**ACTIVITIES:**
[A] Decide whether each statement agrees with the reading text, answering yes or no and quoting the deciding words: (i) Banting paid for the publication of his pamphlet himself; (ii) Dr. Harvey's diet emphasized starchy or sweet foods; (iii) the Brownsville paper said the cost of the dead horse would be charged to the Fat Men.
[B] Reproduce the portion of the reading text between "William Banting was" and "describing the diet.", inclusive.

William Banting was so grateful for his gradual transformation that he published and distributed at his own expense at least three editions of a pamphlet describing the diet.

"By 1862, Banting was plainly in a bad way. He couldn't reach his own shoes to tie them in the morning. Prone to light-headedness, he would go down stairs backward -- wheezing and teetering slowly with each step -- in order to minimize stress on his ankles and knees. He held in a painful hernia with a tight truss, and his vision and hearing were starting to suffer....

"Dr. [William] Harvey urged his client to follow a new diet that de-emphasized starchy or sweet foods, which he believed tended to create fat. Banting, who was used to lavishly buttered toast, beer, meat and pastries on a regular daily rotation, grumbled that there would hardly be anything left in the world for him to eat, so the doctor drafted him a meal plan...."

You can read the Letter on Corpulence, Addressed to the Public, by William Banting, 3rd edition (1864), on the Internet Archive.

Baseball, BBQ, and Dead Ponies--A History of Fat Men's Clubs in Texas

"In the nineteenth and early twentieth centuries definitions of and attitudes about fat bodies were remarkably different than they are now. What qualified a man for a fraternal order of fat men in 1890, today, is now a mere four pounds over the average male size in America. But as fat men's clubs were at their peak, people positively associated men of a larger size with wealth and affability....

"A Brownsville paper reported one such road-trip on April 6, 1909: 'A report was brought in this afternoon that one of the horses that were hauling the Fat Men's team to the baseball park dropped dead on the way. How the team finally got to the park is not learned. The price of the horse will be charged to the Fat Men.'"

Proportional representation has trapped Israel in a ghost story - The Post

Chris Medlock used to make the point that in America, coalitions are formed before the election, while in countries with proportional representation, they happen after the voters have had their say. Giles Fraser considers the UK's December election and Israel's third election in a year and explains why the UK and US's approach produces more stable and decisive governments.

**INFORMATION SUPPLIED:**
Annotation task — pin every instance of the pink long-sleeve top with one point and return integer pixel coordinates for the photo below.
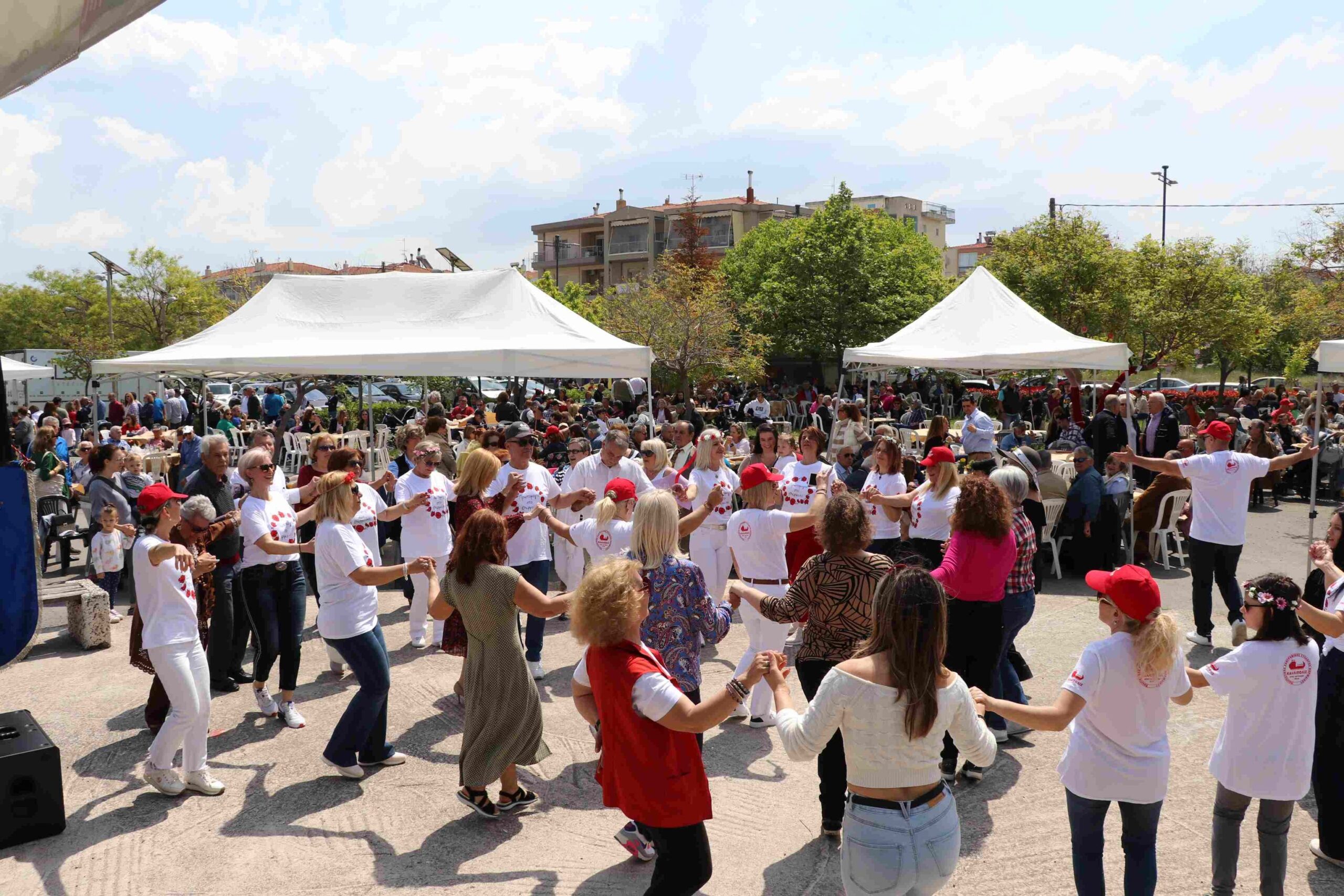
(976, 566)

**RESPONSES FOR EACH TASK:**
[A]
(i) Yes: "published and distributed at his own expense at least three editions of a pamphlet describing the diet"
(ii) No: "a new diet that de-emphasized starchy or sweet foods"
(iii) Yes: "The price of the horse will be charged to the Fat Men."

[B]
William Banting was so grateful for his gradual transformation that he published and distributed at his own expense at least three editions of a pamphlet describing the diet.